◆ Text passage
Adventures in the Book Trade (Part 14)

In which The Author makes a rep blush

Last night I remembered another trade rep who became a good friend while I was working in Dillons/Waterstones. I’d tried to remember her name when I was compiling my original list, but it wouldn’t come to me. Last night I was watching an episode of NCIS which featured a character named Daphne, and the penny finally dropped.
Daphne was the rep for Churchill Livingstone and its related imprints – medical, nursing, and allied health science books. As you can probably imagine, some of the contents were pretty graphic and quite hair-raising, to say the least.
Joely from Times Mirror once told me that the BBC in Bristol had a standing order for each new volume in their very expensive, glossy and frightening Colour Atlas series. I wondered why, and Joely explained that the special effects team on Casualty and Holby City used them as guides, to make their make-up and prosthetics as realistic as possible. They’re not the sort of coffee table books you want lying around when the vicar calls for tea.
Daphne had a rather bizarre sense of humour, which is probably essential when you’re dealing with this sort of material. After a while, you’ve probably seen and heard it all. One day, though, I made her completely stop in her tracks.

◆ Data section

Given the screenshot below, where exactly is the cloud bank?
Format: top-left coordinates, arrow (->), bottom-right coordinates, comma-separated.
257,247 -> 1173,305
---
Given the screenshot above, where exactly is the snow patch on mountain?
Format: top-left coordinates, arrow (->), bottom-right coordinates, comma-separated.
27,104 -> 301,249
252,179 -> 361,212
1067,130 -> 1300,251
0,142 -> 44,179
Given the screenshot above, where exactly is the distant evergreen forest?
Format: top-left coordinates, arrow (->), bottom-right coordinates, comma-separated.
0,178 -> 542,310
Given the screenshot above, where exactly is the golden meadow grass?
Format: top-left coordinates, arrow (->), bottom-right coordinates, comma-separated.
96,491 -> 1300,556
--
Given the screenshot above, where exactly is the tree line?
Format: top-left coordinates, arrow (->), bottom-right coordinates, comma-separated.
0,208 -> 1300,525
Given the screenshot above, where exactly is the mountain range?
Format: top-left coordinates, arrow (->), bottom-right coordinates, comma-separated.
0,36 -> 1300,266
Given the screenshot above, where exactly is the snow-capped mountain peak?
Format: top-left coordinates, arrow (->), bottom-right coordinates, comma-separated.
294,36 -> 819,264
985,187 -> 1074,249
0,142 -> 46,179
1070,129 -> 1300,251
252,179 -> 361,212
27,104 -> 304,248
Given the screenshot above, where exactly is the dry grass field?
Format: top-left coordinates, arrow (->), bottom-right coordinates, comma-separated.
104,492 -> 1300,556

◆ Parts of the exercise
1. According to the book trade passage, which publisher did Daphne represent?
2. Go on with the book trade passage from its last sentence.

◆ Answers for each item
1. Churchill Livingstone and its related imprints.

2.
We were looking at the Advance Information sheet for a book called Reoperative Urology, and there was a synopsis of the contents. One chapter was entitled simply ‘Priapism’ – and I could tell straight away that Daphne didn’t know what it meant. So I told her.
‘You know sometimes a chap can’t get it up?’ She nodded. ‘Well, priapism is when a chap can’t get it down.’
‘Oh my god, is that real?’ she asked, and blushed to the roots of her hair once she’d managed to stop giggling.
The word almost turned up again a few years later, when I was a student. During a very wet and windy lunch break, I bumped into Tim R., one of our psychology lecturers, wrestling with an umbrella outside the library. I knew how exactly he felt, because my own umbrella had died earlier that morning.
‘It looks as if it’s had its day,’ I remarked.
‘It’s a nuisance,’ Tim replied. ‘It goes up okay, but then it won’t go back down.’
‘You know that’s a recognised medical condition, don’t you?’ I said with a wink.
Tim’s filthy laugh was still echoing off the library walls as I walked away.